BEGIN Text under study

Because VEGF is an important regulator of both normal and dysregulated angiogenesis, and MIF has been reported to modulate its expression (31, 32, 33), we sought to determine whether MIF and D-DT functionally regulate VEGF in lung adenocarcinoma cells. Similar to CXCL8, basal VEGF levels were reduced when MIF and D-DT levels were attenuated individually and, in an additive fashion, when depleted together (Fig. 1E). Combined with results demonstrating both individual and additive requirements for MIF and D-DT in CXCL8 production (Fig. 1, C and D), our results support the conclusion that both of these family members are important autocrine contributors to angiogenic growth factor expression in lung adenocarcinoma cells.

END Text under study
BEGIN Supplied entries

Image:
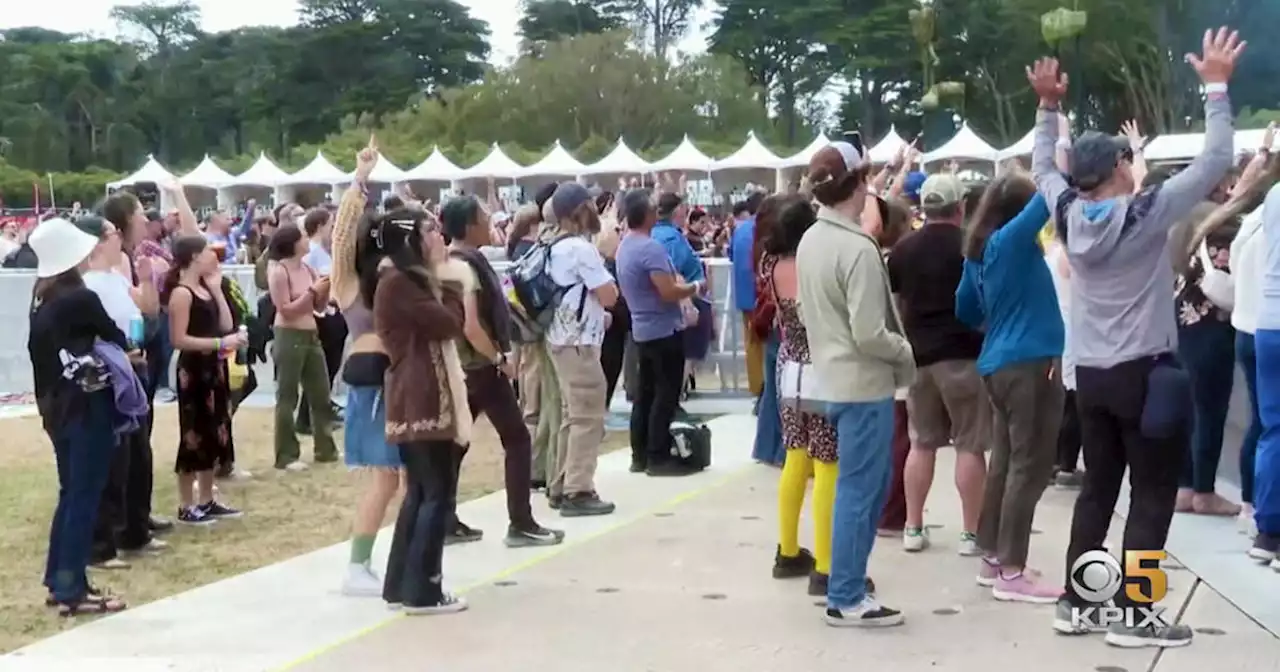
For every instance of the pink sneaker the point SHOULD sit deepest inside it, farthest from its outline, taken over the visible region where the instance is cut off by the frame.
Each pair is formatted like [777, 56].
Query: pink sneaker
[988, 571]
[1025, 586]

END Supplied entries

- _Check your understanding_
• A. Copy the stretch of the passage on MIF, D-DT and VEGF from "Because VEGF is" through "expression in lung adenocarcinoma cells.", keeping every word and mark unchanged.
• B. Using the passage on MIF, D-DT and VEGF, decide whether each statement agrees with it. Give yes or no, and quote the words that decide it.
(i) MIF has been reported to modulate VEGF expression.
(ii) Depleting MIF and D-DT together lowered basal VEGF levels less than depleting either one alone.
(iii) The authors conclude that MIF and D-DT are autocrine contributors to angiogenic growth factor expression in lung adenocarcinoma cells.
• C. Pick up the passage on MIF, D-DT and VEGF after its last sentence and continue it.

- _Solved tasks_
• A.
Because VEGF is an important regulator of both normal and dysregulated angiogenesis, and MIF has been reported to modulate its expression (31, 32, 33), we sought to determine whether MIF and D-DT functionally regulate VEGF in lung adenocarcinoma cells. Similar to CXCL8, basal VEGF levels were reduced when MIF and D-DT levels were attenuated individually and, in an additive fashion, when depleted together (Fig. 1E). Combined with results demonstrating both individual and additive requirements for MIF and D-DT in CXCL8 production (Fig. 1, C and D), our results support the conclusion that both of these family members are important autocrine contributors to angiogenic growth factor expression in lung adenocarcinoma cells.

• B.
(i) Yes: "MIF has been reported to modulate its expression"
(ii) No: "in an additive fashion, when depleted together"
(iii) Yes: "both of these family members are important autocrine contributors to angiogenic growth factor expression in lung adenocarcinoma cells"

• C.
MIF and D-DT depletion results in the loss of CXCL8 transcription corresponding to decreased JNK activation, c-jun phosphorylation, and AP-1 activity
We next sought to determine whether the loss of CXCL8 expression/secretion was due to defective CXCL8 transcription in cells lacking MIF and D-DT. From Fig. 2A, quantitative PCR analysis of MIF- and D-DT-deficient cells resulted in a nearly complete loss of both MIF and D-DT message, consistent with the previously observed decreases in protein expression in A549 cells (Fig. 1A). Accompanying decreased MIF and D-DT mRNA was a nearly uniform loss of CXCL8 mRNA, consistent with the reduction of CXCL8 protein secretion observed in MIF- and D-DT-deficient cells (Fig. 1, C and D).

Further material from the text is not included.